Task prompt
Reproduce the data in its entirety, exactly as supplied.

Records from a dataset
--------

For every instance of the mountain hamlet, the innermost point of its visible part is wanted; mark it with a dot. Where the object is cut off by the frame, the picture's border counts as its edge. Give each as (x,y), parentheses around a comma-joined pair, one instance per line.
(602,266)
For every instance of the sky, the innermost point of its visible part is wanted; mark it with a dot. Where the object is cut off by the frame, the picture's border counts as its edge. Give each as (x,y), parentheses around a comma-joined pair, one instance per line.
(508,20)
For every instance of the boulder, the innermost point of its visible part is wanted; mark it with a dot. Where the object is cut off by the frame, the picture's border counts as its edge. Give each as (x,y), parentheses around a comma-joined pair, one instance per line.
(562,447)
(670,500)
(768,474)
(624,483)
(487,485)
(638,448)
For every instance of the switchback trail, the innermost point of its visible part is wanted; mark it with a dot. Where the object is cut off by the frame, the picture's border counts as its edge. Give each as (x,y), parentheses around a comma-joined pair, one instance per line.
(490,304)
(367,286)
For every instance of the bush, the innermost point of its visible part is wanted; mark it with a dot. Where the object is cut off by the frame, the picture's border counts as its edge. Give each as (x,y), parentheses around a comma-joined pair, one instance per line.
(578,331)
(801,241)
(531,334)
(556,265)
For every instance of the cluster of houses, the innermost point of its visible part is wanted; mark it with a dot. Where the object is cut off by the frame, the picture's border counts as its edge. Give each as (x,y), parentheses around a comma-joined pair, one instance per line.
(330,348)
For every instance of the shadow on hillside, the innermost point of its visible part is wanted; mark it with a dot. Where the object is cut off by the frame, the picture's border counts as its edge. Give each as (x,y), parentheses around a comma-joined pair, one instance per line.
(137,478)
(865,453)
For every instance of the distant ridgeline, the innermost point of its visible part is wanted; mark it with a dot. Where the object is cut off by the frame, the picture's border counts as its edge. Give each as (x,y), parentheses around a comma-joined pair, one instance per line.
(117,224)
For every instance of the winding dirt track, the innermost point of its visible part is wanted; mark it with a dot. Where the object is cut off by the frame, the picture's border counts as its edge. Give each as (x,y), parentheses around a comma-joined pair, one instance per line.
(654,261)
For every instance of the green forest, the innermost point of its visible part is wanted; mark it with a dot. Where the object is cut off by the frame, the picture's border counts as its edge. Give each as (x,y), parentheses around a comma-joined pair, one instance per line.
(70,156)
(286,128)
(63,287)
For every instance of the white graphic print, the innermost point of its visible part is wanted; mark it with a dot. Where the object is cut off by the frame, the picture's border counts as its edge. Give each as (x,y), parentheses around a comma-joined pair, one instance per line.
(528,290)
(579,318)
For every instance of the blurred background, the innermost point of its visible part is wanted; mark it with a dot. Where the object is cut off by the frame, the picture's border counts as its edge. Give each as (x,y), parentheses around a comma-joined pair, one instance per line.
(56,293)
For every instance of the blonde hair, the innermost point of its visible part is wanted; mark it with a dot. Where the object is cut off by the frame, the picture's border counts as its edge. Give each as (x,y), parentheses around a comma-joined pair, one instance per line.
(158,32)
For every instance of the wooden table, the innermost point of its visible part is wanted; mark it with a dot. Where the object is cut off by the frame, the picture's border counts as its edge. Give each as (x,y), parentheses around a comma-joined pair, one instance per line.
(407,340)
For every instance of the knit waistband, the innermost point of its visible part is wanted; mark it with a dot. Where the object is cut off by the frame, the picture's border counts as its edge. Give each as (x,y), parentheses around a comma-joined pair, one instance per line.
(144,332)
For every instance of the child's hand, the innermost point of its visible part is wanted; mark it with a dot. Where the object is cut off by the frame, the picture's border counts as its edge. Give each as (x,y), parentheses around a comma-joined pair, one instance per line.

--------

Final result
For every instance of the mountain hamlet, the innermost point of its visible part is wanted; mark it with a dot. Where the object is cut off by the frame, the picture's border counts as its edge. Give each as (x,y), parentheses around a comma-joined pair, one instance per line.
(602,266)
For every instance of the sky, the innermost point of its visible part is wanted; mark it with a dot. Where the object is cut off by the frame, the picture's border counts as its edge. Give each as (x,y), parentheses around a comma-joined pair, one instance per line.
(508,20)
For every instance of the boulder, the innermost point of its visible part is wanted; mark it with a dot. Where the object is cut off by the frame, the picture's border counts as its edge. Give each as (x,y), parentheses around a comma-joined pair, one instance per line.
(562,447)
(670,500)
(768,474)
(624,483)
(487,485)
(638,448)
For every instance of the switchback trail, the innermost point of its visible part is wanted; mark it with a dot. Where the object is cut off by the frame, the picture's border counts as its edge. Give each as (x,y), parentheses around a comma-joined pair, one instance per line.
(490,304)
(367,286)
For every instance of the bush, the innermost point of its visible part is wanted; mark it with a dot. Where the object is cut off by the frame, the picture's border counts as its edge. Give each as (x,y), parentheses around a comma-joined pair, one instance per line.
(578,331)
(801,241)
(531,334)
(556,265)
For every instance of the cluster of houses, the innermost point of its visible part is wanted; mark it with a dot. Where the object is cut off by the frame, the picture's border counts as its edge. Give each as (x,y), parentheses around a comma-joined pair, one instance per line.
(330,348)
For every instance of the shadow on hillside, the innermost point of its visible part is wanted; mark it with a dot. Where the object is cut off by the frame, the picture's border counts as its edge. Give each as (x,y), parentheses around a comma-joined pair, one instance per line.
(137,478)
(865,453)
For every instance of the distant ridgeline, the innermost point of its visible part is wanted; mark it with a dot. Where the object is cut off by the frame, the picture's border counts as its edge. Give each as (x,y), parentheses around a comma-joined pair, one instance per line.
(117,224)
For every instance of the winding dirt track, the innermost point of its visible part is wanted; mark it with a dot. Where the object is cut off by the frame, the picture's border counts as its edge. Give each as (x,y), parentheses around a comma-joined pair, one instance per line.
(654,261)
For every instance of the green forest, the innermost point of its visible part is wanted; mark it with a dot. Where the object is cut off by the frame, the picture's border counts as its edge. Give each as (x,y), parentheses around a comma-joined pair, one instance per line.
(70,156)
(286,128)
(63,287)
For every instance of the white graphic print, the innermost point of its visible part is wanted; mark it with a dot. Where the object is cut off by the frame, the picture's border counts as its edge. Give each as (x,y), parentheses around a comma-joined pair, one instance per line.
(528,290)
(579,318)
For every instance of the blurred background, the innermost point of its visible part is wanted; mark it with a dot. Where the object is cut off by the frame, the picture's border counts as its edge. Give each as (x,y), parentheses around a comma-joined pair, one instance per line.
(56,293)
For every instance of the blonde hair, the innermost point of its visible part is wanted; mark it with a dot. Where the object is cut off by the frame, the picture's border counts as its edge. Give each as (x,y), parentheses around a comma-joined pair, one instance per line.
(158,32)
For every instance of the wooden table, the innermost point of its visible part is wanted; mark it with a dot. Where the object is cut off by the frame, the picture's border counts as its edge. Give each as (x,y), parentheses around a comma-joined pair, one instance per line.
(407,340)
For every instance of the knit waistband, the innermost point of its visible part is wanted; mark it with a dot. Where the object is cut off by the frame, the picture's border counts as its edge. Give each as (x,y), parentheses around a comma-joined pair, one instance per line.
(144,332)
For every instance of the child's hand, the innermost point of its visible part is wanted; mark it with a dot. Where the object is cut off by the frame, the picture's border counts as its edge. Give each as (x,y), parentheses around a comma-joined pair, one instance per line.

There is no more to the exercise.